In the absence of other feedback I'm going to implement and post the
originally envisioned approach: remove validation step and avoid any
possibility of blocking but allowing for sub-page tearing. Will use
Matthew's rwsem_wait() to deal with possible inconsistent maple_tree
state.
Thanks,
Suren.

>
> > >
> > >> The patchset deals with these issues but there is a downside which I would
> > >> like to get input on:
> > >> This change introduces unfairness towards the reader of proc/pid/maps,
> > >> which can be blocked by an overly active/malicious address space modifyer.
> > >
> > > So this is a consequence of the validate() operation, right? We could avoid
> > > this if we allowed sub-page tearing.
>
> Yes, if we don't care about sub-page tearing then we could get rid of
> validate step and this issue with updaters blocking the reader would
> go away. If we choose that direction there will be one more issue to
> fix, namely the maple_tree temporary inconsistent state when a VMA is
> replaced with another one and we might observe NULL there. We might be
> able to use Matthew's rwsem_wait() to deal with that issue.
>
> > >
> > >> A couple of ways I though we can address this issue are:
> > >> 1. After several lock-less retries (or some time limit) to fall back to
> > >> taking mmap_lock.
> > >> 2. Employ lock-less reading only if the reader has low priority,
> > >> indicating that blocking it is not critical.
> > >> 3. Introducing a separate procfs file which publishes the same data in
> > >> lock-less manner.
> >
> > Oh and if this option 3 becomes necessary, then such new file shouldn't
> > validate() either, and whoever wants to avoid the reader contention and
> > converts their monitoring to the new file will have to account for this
> > possible extra tearing from the start. So I would suggest trying to change
> > the existing file with no validate() first, and if existing userspace gets
> > broken, employ option 3. This would mean no validate() in either case?
>
> Yes but I was trying to avoid introducing additional file which
> publishes the same content in a slightly different way. We will have
> to explain when userspace should use one vs the other and that would
> require going into low level implementation details, I think. Don't
> know if that's acceptable/preferable.
> Thanks,
> Suren.
>
> >
> > >> I imagine a combination of these approaches can also be employed.

-- Problem to solve --
Please output the part of the maps-locking thread between "In the absence" and "address space modifyer.", inclusive, copied word for word.

[Pointing records]
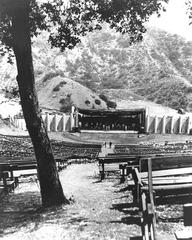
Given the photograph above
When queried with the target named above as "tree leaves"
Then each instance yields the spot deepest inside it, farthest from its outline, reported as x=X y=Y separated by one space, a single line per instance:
x=67 y=23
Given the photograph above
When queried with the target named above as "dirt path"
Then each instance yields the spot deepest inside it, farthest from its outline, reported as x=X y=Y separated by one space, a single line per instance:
x=100 y=210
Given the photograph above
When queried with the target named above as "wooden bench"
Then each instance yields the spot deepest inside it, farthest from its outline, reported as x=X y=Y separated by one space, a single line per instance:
x=169 y=175
x=5 y=182
x=115 y=163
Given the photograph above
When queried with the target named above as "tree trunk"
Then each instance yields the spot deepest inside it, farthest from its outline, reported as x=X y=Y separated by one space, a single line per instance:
x=51 y=189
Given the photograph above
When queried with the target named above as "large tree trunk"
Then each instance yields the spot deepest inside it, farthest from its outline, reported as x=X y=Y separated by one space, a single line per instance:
x=51 y=189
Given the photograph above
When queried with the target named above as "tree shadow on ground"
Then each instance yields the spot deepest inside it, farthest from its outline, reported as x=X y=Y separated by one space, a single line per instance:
x=173 y=199
x=130 y=210
x=24 y=210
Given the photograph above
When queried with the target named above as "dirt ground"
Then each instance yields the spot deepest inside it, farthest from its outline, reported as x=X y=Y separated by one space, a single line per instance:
x=98 y=210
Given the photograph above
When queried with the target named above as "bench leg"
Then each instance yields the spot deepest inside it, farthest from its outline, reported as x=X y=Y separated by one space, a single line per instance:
x=5 y=182
x=122 y=175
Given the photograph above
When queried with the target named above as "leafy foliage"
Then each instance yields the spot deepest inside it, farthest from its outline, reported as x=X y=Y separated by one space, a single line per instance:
x=66 y=104
x=66 y=23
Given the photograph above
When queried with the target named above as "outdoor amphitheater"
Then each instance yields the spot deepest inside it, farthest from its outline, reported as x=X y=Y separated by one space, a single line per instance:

-- Worked answer --
In the absence of other feedback I'm going to implement and post the
originally envisioned approach: remove validation step and avoid any
possibility of blocking but allowing for sub-page tearing. Will use
Matthew's rwsem_wait() to deal with possible inconsistent maple_tree
state.
Thanks,
Suren.

>
> > >
> > >> The patchset deals with these issues but there is a downside which I would
> > >> like to get input on:
> > >> This change introduces unfairness towards the reader of proc/pid/maps,
> > >> which can be blocked by an overly active/malicious address space modifyer.